***** RECORD EXTRACTS *****
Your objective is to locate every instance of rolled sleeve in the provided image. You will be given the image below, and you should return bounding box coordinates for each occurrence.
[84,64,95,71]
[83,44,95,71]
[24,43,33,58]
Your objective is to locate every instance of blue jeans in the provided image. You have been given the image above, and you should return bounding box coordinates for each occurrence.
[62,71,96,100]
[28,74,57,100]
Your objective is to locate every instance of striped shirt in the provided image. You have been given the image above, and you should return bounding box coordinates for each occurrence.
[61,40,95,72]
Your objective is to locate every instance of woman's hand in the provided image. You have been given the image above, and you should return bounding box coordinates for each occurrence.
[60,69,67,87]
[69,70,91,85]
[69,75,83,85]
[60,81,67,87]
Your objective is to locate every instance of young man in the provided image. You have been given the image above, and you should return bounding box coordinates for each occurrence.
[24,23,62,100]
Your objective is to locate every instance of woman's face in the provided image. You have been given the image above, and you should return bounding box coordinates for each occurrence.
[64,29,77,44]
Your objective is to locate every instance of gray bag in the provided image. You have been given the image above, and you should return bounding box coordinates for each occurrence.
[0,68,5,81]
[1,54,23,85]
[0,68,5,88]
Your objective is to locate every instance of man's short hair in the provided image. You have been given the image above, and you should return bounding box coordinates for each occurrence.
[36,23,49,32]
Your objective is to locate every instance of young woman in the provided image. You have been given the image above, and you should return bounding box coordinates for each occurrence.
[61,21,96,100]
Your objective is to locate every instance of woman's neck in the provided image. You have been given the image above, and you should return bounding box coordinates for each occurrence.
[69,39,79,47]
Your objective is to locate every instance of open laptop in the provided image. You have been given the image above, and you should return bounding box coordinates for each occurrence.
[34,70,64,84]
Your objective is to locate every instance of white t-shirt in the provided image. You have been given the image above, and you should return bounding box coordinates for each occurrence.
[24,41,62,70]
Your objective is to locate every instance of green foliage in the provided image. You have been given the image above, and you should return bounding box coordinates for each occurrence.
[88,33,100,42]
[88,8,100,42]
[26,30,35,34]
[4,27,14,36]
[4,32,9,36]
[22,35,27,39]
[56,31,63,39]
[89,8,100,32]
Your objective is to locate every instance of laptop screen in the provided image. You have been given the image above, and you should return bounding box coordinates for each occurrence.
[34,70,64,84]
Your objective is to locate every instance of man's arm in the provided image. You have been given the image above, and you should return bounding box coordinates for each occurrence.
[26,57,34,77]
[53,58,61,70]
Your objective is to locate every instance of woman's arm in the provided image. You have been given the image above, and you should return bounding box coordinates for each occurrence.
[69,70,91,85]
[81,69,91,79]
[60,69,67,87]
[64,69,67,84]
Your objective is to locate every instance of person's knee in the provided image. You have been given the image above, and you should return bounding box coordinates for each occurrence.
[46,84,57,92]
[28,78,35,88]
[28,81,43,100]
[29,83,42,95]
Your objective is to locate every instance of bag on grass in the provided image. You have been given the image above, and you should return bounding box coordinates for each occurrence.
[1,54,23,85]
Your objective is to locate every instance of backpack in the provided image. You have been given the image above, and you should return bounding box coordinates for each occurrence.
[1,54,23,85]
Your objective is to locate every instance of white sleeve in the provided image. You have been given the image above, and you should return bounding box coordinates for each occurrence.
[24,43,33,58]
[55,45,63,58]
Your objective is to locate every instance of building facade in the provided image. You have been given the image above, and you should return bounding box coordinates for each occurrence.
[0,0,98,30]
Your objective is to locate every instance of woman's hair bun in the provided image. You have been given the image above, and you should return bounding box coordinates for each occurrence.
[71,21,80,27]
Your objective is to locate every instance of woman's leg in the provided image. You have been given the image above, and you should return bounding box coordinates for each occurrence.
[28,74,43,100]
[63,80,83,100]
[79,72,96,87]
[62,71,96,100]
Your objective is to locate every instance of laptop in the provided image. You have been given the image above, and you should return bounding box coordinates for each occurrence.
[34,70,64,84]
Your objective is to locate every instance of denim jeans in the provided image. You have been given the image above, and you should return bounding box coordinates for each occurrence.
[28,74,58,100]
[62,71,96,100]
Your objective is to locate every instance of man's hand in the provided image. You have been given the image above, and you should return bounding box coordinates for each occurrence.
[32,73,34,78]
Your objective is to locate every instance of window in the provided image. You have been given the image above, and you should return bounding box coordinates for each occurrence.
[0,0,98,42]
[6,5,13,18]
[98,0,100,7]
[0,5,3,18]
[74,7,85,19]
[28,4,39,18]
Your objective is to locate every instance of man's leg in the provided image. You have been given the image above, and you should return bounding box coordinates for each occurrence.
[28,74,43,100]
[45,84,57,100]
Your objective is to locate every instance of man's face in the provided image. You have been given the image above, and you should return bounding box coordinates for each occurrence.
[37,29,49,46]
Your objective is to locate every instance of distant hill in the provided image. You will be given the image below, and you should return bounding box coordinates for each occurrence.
*****
» **WHAT IS EXPECTED**
With no word changed, write the entries out once more.

» **SOLUTION**
Your objective is to locate every instance of rolled sleeve in the provided image. You will be given the image below, and you should return bounding box coordinates for each occurrence.
[84,64,95,71]
[83,44,95,71]
[24,43,33,58]
Your objective is to locate every instance of blue jeans in the provided image. You have been given the image above, and you should return bounding box coordinates for each occurrence.
[62,71,96,100]
[28,74,57,100]
Your objective is to locate every instance of striped shirt in the provided image. You have been given the image above, and you should return bounding box coordinates for each occurrence.
[61,40,95,72]
Your objective is to locate every instance of woman's hand in the provided image. You have been given the image above, and you should return bounding box coordinates for each occurrence.
[60,69,67,87]
[69,70,91,85]
[69,75,83,85]
[60,81,67,87]
Your objective is to locate every instance of young man in the provided image. You have been given the image above, and you should return bounding box coordinates for each occurrence.
[24,23,62,100]
Your objective is to locate every instance of woman's face in the provided image. You have been given the image above, and you should return bounding box coordinates for each occurrence.
[64,29,77,44]
Your objective is to locate every instance of gray bag in the provided image. You have been given the image above, and you should return bounding box coordinates for each occurrence.
[0,68,5,81]
[1,54,23,85]
[0,68,5,88]
Your objective is to locate every instance of man's short hair in the provided image. You have been given the image above, and you should return bounding box coordinates for each occurrence.
[36,23,49,32]
Your objective is to locate every instance of young woman in the provided image. You have been given the image above, and you should return bounding box coordinates for each occurrence.
[61,21,96,100]
Your objective is to locate every instance of woman's neck in the provided image. You have been given the image above, and you should return bounding box coordinates for each occurrence.
[69,39,79,47]
Your objective is to locate every instance of open laptop in the provided image. You have been given the image above, and you should return bounding box coordinates for each occurrence.
[34,70,64,84]
Your objective is to locate every instance of white t-shirt in the provided image. You have been given the image above, and you should return bounding box coordinates for each occurrence.
[24,41,62,70]
Your objective is to locate every instance of green foliage in the provided image. You have been given the image above, and you should return bounding box coordinates for each occurrence.
[88,33,100,42]
[88,8,100,42]
[26,30,35,34]
[4,27,14,36]
[4,32,9,36]
[22,35,27,39]
[56,31,63,39]
[89,8,100,32]
Your objective is to locate every instance of laptop screen in the provided image. You have been given the image above, and you should return bounding box coordinates for each occurrence.
[34,70,64,84]
Your objective is to locate every instance of man's arm in the provided image. You have been given the image above, and you should return bounding box coordinates for each occurrence.
[26,57,34,77]
[53,58,61,70]
Your objective is to locate every instance of woman's arm in the provided image. You have been given the image above, and you should return bounding box coordinates for each occurrence.
[69,70,91,85]
[81,69,91,79]
[60,69,67,87]
[64,69,67,84]
Your objective is to locate every instance of person's knee in the provided image. You have been given the image above, and you should return bounding box coordinates for each occurrence.
[46,84,57,92]
[28,78,35,88]
[28,81,43,100]
[29,83,42,95]
Your objective is to locate every instance of bag on grass in the provided image. You have been given the image above, and you should return bounding box coordinates for each occurrence.
[1,54,23,85]
Your objective is to locate every instance of backpack in the provided image. You have been given the image above, and you should return bounding box coordinates for each occurrence.
[1,54,23,85]
Your objective is to locate every instance of white sleeve in the provided image. You have been given the image above, and you should return bounding box coordinates for each occurrence.
[24,43,33,58]
[55,45,63,58]
Your objective is to locate every instance of building facade in the provided image. You have been given the image above, and you should return bounding box coordinates for each occurrence.
[0,0,98,30]
Your objective is to locate every instance of woman's hair bun in the provided image. You have been given the image above, and you should return bounding box coordinates for each occurrence.
[71,21,80,27]
Your objective is to locate every instance of woman's leg in the provided image. You have been given the image above, and you should return bounding box coordinates for each occurrence.
[28,74,43,100]
[63,80,83,100]
[79,72,96,87]
[62,71,96,100]
Your objective is to locate every instance of laptop in the provided image. You have been given the image above, and you should return bounding box coordinates for each occurrence.
[34,70,64,84]
Your objective is to locate every instance of denim jeans in the provided image. You have been given the image above, and you should return bounding box coordinates for each occurrence.
[28,74,58,100]
[62,71,96,100]
Your objective is to locate every instance of man's hand in the provided image. You have been given the image above, and you should return bounding box coordinates for each occurrence.
[32,73,34,78]
Your objective is to locate every instance of window in the provided image. You have been given the image above, and you should return bounding box coordinates for each occurrence.
[0,0,98,42]
[6,5,13,18]
[98,0,100,7]
[0,5,3,18]
[74,7,85,19]
[28,4,39,18]
Your objective is to locate every instance of man's leg in the provided image. You have been given the image above, and you should return bounding box coordinates for each occurrence.
[28,74,43,100]
[45,84,57,100]
Your objective is to locate every instance of man's face in the provided image. You have been given the image above, and you should return bounding box coordinates for each occurrence.
[37,29,49,46]
Your objective is to locate every instance of distant hill in the provided image. You will be given the image below, and you should return bounding box coordinates for each occurrence.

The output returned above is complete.